- [Text segment]:

※

UNPUBLISHED
UNITED STATES COURT OF APPEALS
FOR THE FOURTH CIRCUIT
No. 04-4462
UNITED STATES OF AMERICA,
Plaintiff - Appellee,
versus
WILLIAM DAVID WRIGHT,
Defendant - Appellant.
Appeal from the United States District Court for the Western
District of North Carolina, at Charlotte. H. Brent McKnight,
District Judge. (CR-02-219)
Submitted: March 8, 2006 Decided: March 20, 2006
Before WILLIAMS, GREGORY, and DUNCAN, Circuit Judges.
Affirmed by unpublished per curiam opinion.
Scott H. Gsell, LAW OFFICE OF SCOTT GSELL, Charlotte, North
Carolina, for Appellant. Robert John Gleason, Assistant United
States Attorney, Charlotte, North Carolina, for Appellee.
Unpublished opinions are not binding precedent in this circuit.
See Local Rule 36(c).
PER CURIAM:
William David Wright appeals his convictions and
180-month sentence* imposed after he pled guilty to using,
carrying, or possessing a firearm during and in relation to his
possession with intent to distribute marijuana (Count 2), in
violation of 18 U.S.C.A. § 924(c) (West 2000 & Supp. 2005), and
possessing a firearm having previously been convicted of certain
enumerated felonies under North Carolina law (Count 3), in
violation of 18 U.S.C.A. §§ 922(g)(1), 924(e) (West 2000 & Supp.

※

- [Data shown]:
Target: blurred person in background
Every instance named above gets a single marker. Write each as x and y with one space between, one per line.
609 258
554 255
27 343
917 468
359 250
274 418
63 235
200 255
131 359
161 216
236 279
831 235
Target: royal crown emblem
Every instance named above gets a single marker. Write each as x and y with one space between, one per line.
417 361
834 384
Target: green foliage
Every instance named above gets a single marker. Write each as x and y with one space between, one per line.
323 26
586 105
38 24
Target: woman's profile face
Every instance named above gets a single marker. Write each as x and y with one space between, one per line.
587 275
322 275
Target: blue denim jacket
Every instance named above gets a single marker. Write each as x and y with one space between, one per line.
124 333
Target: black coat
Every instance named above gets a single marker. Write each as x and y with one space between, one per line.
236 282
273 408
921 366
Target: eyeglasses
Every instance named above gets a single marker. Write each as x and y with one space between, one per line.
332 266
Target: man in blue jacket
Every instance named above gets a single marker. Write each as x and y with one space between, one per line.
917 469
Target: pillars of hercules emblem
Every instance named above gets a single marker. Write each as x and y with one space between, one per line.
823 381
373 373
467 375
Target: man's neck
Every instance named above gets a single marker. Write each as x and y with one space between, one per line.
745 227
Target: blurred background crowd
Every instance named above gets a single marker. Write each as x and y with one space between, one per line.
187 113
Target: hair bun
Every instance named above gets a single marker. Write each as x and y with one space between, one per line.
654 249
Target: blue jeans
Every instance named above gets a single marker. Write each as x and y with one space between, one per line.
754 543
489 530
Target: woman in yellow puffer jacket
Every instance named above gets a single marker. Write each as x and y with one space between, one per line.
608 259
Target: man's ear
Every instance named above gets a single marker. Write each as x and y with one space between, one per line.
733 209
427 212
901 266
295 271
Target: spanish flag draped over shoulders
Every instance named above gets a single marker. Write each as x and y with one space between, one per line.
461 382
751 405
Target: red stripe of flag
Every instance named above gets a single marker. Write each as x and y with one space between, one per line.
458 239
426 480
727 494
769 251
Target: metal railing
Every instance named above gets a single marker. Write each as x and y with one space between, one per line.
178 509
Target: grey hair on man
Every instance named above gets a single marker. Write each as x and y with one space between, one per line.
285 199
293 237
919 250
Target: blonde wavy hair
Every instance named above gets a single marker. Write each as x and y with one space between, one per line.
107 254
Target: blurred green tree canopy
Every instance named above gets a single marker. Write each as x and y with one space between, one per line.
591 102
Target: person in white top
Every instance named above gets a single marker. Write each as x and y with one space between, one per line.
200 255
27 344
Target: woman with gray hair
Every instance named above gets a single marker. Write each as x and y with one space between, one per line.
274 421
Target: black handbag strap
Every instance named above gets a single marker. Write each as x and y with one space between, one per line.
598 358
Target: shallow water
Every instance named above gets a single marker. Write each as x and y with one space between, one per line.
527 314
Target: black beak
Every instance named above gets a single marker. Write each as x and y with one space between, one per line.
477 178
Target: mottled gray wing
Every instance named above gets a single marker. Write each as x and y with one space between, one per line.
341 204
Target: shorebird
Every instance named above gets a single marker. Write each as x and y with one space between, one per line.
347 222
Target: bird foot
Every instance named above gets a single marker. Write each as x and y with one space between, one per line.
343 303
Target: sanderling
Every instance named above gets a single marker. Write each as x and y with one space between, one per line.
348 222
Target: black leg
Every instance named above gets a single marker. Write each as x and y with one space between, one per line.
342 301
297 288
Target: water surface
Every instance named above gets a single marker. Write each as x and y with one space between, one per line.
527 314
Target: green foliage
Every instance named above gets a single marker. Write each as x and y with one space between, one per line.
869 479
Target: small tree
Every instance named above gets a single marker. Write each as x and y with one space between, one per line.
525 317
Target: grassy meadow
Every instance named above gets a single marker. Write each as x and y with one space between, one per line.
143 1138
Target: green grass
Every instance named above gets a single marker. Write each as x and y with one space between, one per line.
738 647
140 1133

※

- [Directions]:
**A)** Summarize the appeal opinion in two sentences.
**B)** Output the passage of the appeal opinion between "Scott H. Gsell, LAW" and "in this circuit.", inclusive.
**C)** Pick up the appeal opinion at the point where it stops and continue it.
The records have no connection to the appeal opinion.

- [Results for the exercise]:
**A)** In an unpublished per curiam opinion decided March 20, 2006, the Fourth Circuit affirmed the judgment in an appeal from the Western District of North Carolina. William David Wright had appealed his convictions and 180-month sentence, imposed after he pled guilty to using, carrying, or possessing a firearm in relation to possession with intent to distribute marijuana and to possessing a firearm after prior convictions for certain enumerated North Carolina felonies.

**B)**
Scott H. Gsell, LAW OFFICE OF SCOTT GSELL, Charlotte, North
Carolina, for Appellant. Robert John Gleason, Assistant United
States Attorney, Charlotte, North Carolina, for Appellee.
Unpublished opinions are not binding precedent in this circuit.

**C)**
2005). Wright’s counsel filed a brief pursuant to Anders v.
California, 386 U.S. 738 (1967), questioning whether the district
court properly sentenced Wright as an armed career criminal but
stating that, in counsel’s view, there are no meritorious issues
for appeal. Wright filed pro se supplemental briefs raising a
similar issue. Wright also challenges the validity of his guilty
plea, contends that he could not be convicted of a § 924(c) offense
when he did not plead guilty to the underlying controlled substance
offense, and asserts that, in light of United States v. Booker, 543
U.S. 220 (2005), his sentence violates the Sixth Amendment. We
affirm.
Counsel questions whether the district court properly
sentenced Wright as an armed career criminal. Because Wright did
*
The district court granted the Government’s motion for
downward departure based upon Wright’s substantial assistance.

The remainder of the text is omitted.